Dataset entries

══════

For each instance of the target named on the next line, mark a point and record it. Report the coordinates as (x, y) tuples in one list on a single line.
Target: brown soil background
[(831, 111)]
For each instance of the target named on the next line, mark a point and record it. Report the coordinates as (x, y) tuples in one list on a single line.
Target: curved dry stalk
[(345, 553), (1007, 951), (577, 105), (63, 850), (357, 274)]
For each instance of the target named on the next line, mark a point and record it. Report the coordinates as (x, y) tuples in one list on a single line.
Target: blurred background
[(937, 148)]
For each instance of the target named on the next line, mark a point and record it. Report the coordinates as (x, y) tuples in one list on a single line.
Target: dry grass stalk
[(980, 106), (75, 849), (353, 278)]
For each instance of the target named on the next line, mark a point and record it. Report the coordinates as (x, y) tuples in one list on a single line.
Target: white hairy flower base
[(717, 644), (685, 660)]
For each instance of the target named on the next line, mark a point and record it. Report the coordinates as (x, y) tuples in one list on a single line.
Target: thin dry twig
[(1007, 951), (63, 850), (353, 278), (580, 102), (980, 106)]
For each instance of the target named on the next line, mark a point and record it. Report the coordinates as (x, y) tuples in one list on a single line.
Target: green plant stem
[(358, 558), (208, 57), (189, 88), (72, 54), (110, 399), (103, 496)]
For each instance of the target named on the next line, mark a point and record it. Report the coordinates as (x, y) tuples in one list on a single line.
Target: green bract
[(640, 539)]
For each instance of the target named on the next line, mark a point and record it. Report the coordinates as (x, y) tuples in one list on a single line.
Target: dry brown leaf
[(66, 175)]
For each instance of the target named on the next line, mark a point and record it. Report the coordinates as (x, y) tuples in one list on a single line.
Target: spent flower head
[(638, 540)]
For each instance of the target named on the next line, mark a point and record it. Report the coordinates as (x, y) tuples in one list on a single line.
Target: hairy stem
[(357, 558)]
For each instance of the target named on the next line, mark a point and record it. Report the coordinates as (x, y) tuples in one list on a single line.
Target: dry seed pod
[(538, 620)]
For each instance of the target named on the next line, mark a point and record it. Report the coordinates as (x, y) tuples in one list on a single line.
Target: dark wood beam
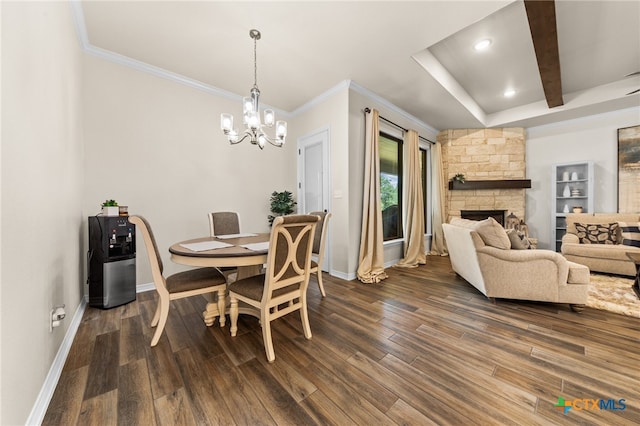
[(542, 24)]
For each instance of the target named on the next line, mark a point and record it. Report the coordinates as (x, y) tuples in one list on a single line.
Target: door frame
[(323, 135)]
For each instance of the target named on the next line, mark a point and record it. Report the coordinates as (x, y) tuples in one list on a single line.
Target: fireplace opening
[(498, 215)]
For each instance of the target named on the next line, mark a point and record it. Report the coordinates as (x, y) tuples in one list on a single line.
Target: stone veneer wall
[(484, 154)]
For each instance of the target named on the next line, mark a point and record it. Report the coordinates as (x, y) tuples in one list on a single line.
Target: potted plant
[(282, 204), (110, 208)]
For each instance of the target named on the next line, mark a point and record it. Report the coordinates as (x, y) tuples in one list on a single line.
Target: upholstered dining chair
[(182, 284), (282, 289), (224, 223), (319, 240)]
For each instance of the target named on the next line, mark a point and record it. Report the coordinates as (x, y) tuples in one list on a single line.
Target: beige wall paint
[(156, 146), (42, 177), (593, 138)]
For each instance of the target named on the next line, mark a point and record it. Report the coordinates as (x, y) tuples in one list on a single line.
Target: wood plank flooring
[(422, 347)]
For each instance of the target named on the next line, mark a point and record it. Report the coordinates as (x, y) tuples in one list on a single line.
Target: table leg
[(220, 308)]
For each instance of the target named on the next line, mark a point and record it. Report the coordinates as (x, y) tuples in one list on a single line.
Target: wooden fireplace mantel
[(491, 184)]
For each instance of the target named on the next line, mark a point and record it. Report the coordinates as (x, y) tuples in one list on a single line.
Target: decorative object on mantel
[(459, 177), (251, 114), (110, 208), (491, 184)]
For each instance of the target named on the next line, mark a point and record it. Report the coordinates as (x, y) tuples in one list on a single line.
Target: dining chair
[(282, 289), (319, 240), (224, 223), (177, 286)]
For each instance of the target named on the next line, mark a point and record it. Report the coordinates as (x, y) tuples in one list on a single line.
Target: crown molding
[(366, 92), (107, 55)]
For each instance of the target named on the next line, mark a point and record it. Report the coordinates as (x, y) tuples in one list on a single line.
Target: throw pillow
[(630, 233), (518, 240), (493, 234), (597, 233)]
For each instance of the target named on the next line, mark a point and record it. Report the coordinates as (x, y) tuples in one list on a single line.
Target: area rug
[(614, 294)]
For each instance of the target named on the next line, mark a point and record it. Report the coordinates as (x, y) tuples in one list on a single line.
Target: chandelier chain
[(255, 63)]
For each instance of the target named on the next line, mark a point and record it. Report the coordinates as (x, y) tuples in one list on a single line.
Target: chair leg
[(577, 308), (304, 316), (162, 313), (266, 337), (221, 307), (233, 314), (156, 315), (320, 285)]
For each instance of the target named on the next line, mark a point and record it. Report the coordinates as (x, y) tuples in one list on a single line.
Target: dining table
[(246, 251)]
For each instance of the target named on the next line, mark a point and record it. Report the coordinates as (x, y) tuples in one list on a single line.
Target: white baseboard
[(48, 388)]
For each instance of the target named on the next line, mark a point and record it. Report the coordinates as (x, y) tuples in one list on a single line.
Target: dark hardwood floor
[(422, 347)]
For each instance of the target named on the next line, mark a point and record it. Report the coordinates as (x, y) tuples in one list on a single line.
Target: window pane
[(391, 186)]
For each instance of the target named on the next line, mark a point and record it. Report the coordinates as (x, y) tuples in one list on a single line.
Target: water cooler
[(111, 261)]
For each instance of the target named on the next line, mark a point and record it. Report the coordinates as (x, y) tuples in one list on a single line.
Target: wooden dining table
[(247, 252)]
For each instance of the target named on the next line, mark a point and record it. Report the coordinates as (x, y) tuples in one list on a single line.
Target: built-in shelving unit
[(490, 184), (572, 187)]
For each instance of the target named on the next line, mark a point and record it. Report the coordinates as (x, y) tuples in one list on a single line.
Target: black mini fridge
[(111, 261)]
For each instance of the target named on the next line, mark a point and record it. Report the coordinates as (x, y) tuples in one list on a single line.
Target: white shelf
[(584, 183)]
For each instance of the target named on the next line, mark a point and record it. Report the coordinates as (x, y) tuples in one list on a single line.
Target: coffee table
[(635, 257)]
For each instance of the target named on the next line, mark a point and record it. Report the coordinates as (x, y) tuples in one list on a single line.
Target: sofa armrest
[(523, 274), (569, 238)]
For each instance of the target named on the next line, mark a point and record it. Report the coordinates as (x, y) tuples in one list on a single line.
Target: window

══════

▶ Written exercise: Pull out every line of text from all the items above and repeat it word for word, without the pictures.

▶ Problem solution:
For each instance of the target named on the next line, mark a point and record it. Report the coordinates as (x, y) tuples in one list on a single line.
Target: brown soil background
[(831, 111)]
For each instance of the target named on the next line, mark a point and record it. Report the coordinates as (x, y) tuples in one list on a single line.
Target: curved dry stalk
[(345, 553), (1007, 951), (577, 105), (63, 850), (357, 274)]
For each instance of the target named on the next line, mark a point and record it. Report the coordinates as (x, y) tuples in one list on a single line.
Target: blurred background
[(937, 148)]
For each instance of the target named on the next line, mark a point and record it. Report the coordinates as (x, y) tuples in one list on a single line.
Target: dry grass stalk
[(980, 106), (75, 849), (353, 278)]
For each instance of the target named on the next line, mark a point and record it. Report the coordinates as (x, y) tuples in one list on a single line.
Target: white hairy flower base
[(717, 644), (685, 660)]
For each instance of the target named on the next line, mark a point and record it. Report the coordinates as (x, y) tuples in one list on a single line.
Target: thin dry twig
[(1007, 951), (63, 850), (353, 278), (580, 102), (980, 106)]
For each instance of the target named on the next line, mark a point and record it. Report the coordinates as (x, y) tuples in one list on a single line.
Target: green plant stem
[(358, 558), (208, 57), (189, 88), (72, 54), (110, 399), (103, 496)]
For each instance of the target named on the next line, mark a point and record it. Report the coordinates as (x, y) tuples in one list on a single line.
Target: green bract
[(640, 539)]
For each instance of the target named on the next line, mark a point and record it. Report the coordinates as (x, y) tuples in one list on a single line.
Target: dry brown leaf
[(66, 175)]
For each instance of the target named on the next line, mark a point and record it. Report the coordinates as (x, y) tuples in one list on a single line.
Target: spent flower head
[(638, 540)]
For each instance of the target named on the next line, mark a point and record it. Report the coordinates as (x, y) tuples in one list on a single line.
Target: hairy stem
[(357, 558)]
For each instance of the target named on the next line, mark a point and record it. Report the coordinates as (x, y) tuples in one list on a single line.
Target: dry seed pod
[(538, 620)]
For each instance of the target named on the next line, mark a point and record it. Report the coordinates as (x, y) tuples in one list on a single line.
Target: dark wood beam
[(542, 24)]
For each instance of the target named on the next line, mark a point and record it. Report the coordinates as (x, y) tuples in one list on a single line.
Target: door frame
[(323, 135)]
For each instance of the target named on the next line, mark a point and record it. Report the coordinates as (x, y) tuples in one list on a single line.
Target: fireplace opening
[(498, 215)]
For each instance of the target named on the next line, mark a point and record it. Report the coordinates as (x, y) tuples in one list on a single line.
Target: stone veneer wall
[(484, 154)]
For each instance of the target named on the next line, mark a point and record it. Report the coordinates as (x, y) tuples in one list on a single line.
Target: potted plant
[(282, 204), (110, 208)]
For each instance of the target named on the next line, mark a point and record it. Report the coordinates as (x, y) tuples in one list on a single line.
Target: upholstered dining chair
[(182, 284), (282, 289), (224, 223), (319, 240)]
For each instance of the target named on the next line, mark a point and record it. Report the coordinates as (x, y) tuples in one list on a single line.
Target: beige wall paint
[(156, 146), (42, 177), (593, 138)]
For each instance of the target named on the next line, mark a point and record it. Report the coordinates as (x, y) tuples in one list on a single line.
Target: wood plank flooring
[(422, 347)]
For each instance of the target named on the next line, mark a point and record it. Report the coordinates as (x, y) tuples in one list on a single line.
Target: table leg
[(220, 308)]
For each instance of the target named on the next line, mark a point and record it. Report the coordinates as (x, y) tuples in one list on a single line.
Target: wooden fireplace mantel
[(491, 184)]
For each instance of the target named on the next line, mark a point and record it. Report the coordinates as (x, y) tuples in one list on a single line.
Target: decorative object on mantel
[(459, 177), (251, 114), (110, 208), (491, 184)]
For each instance of the target named on the next line, mark a point and record it. Report the coordinates as (x, y) tuples in one list on a single line.
Target: dining chair
[(282, 289), (319, 240), (224, 223), (177, 286)]
For each instance of the target named on the next line, mark a point and record it. Report the coordinates as (x, y) tuples in one list on a single line.
Target: crown molding
[(366, 92), (107, 55)]
For each instance of the target named on the next line, mark a point and record it. Report the coordinates as (x, y) tuples in one list on a single line.
Target: throw pillow
[(630, 233), (518, 240), (493, 234), (597, 233)]
For each instance of the target named on the next line, mark a point and record it. Report the coordinates as (x, y) tuples in one list on a single line.
Target: area rug
[(614, 294)]
For each instance of the target named on the next line, mark a point and record it. Report the coordinates as (x, y) tuples in one list on a single line.
Target: chandelier chain
[(255, 63)]
For each instance of the target named on the next line, mark a point and record it. Report the coordinates as (x, y) tuples in one list on a single line.
Target: chair leg
[(577, 308), (304, 316), (162, 313), (266, 337), (221, 307), (233, 314), (156, 315), (320, 285)]
For each instance of the target named on the next line, mark a point and record it. Report the coordinates as (x, y) tuples in one list on a single line.
Target: dining table
[(246, 251)]
For each instance of the target named on the next line, mark a point and record it. Report the coordinates as (x, y) tuples in one list on a single line.
Target: white baseboard
[(48, 388)]
For each instance of the target named on the next line, mark a point and record it. Report the coordinates as (x, y) tuples in one list on a single line.
Target: dark hardwood floor
[(422, 347)]
For each instance of the target named on the next line, mark a point and record it. Report the coordinates as (x, y) tuples in one list on a single line.
Target: window pane
[(391, 186)]
For each instance of the target named on the next line, mark a point and record it. Report the coordinates as (x, y) tuples in one list on a single line.
Target: water cooler
[(111, 261)]
For each instance of the target named on the next line, mark a point and record it. Report the coordinates as (x, y) tuples in one list on a single line.
Target: wooden dining table
[(247, 252)]
For each instance of the target named on the next line, mark a point and record it. Report the coordinates as (x, y) tuples in one list on a single line.
Target: built-in shelving unit
[(490, 184), (572, 187)]
For each instance of the target named on the next line, mark a point and record it. Report the coordinates as (x, y) tuples in one list on a single line.
Target: black mini fridge
[(111, 261)]
For each instance of the target named on the next line, mark a point and record it. Report the coordinates as (x, y) tuples in one list on a single line.
Target: white shelf
[(584, 183)]
For each instance of the target named on the next line, mark a point and record it. Report the coordinates as (x, y) tuples in one list on a single line.
Target: coffee table
[(635, 257)]
For each instance of the target named on the next line, mark a point and record it. Report the coordinates as (x, y) tuples in one list on a single line.
Target: sofa armrest
[(523, 274), (569, 238)]
For each instance of the target named on the next line, mark a point and record it. Report the coordinates as (x, y) tuples in one list on a single line.
Target: window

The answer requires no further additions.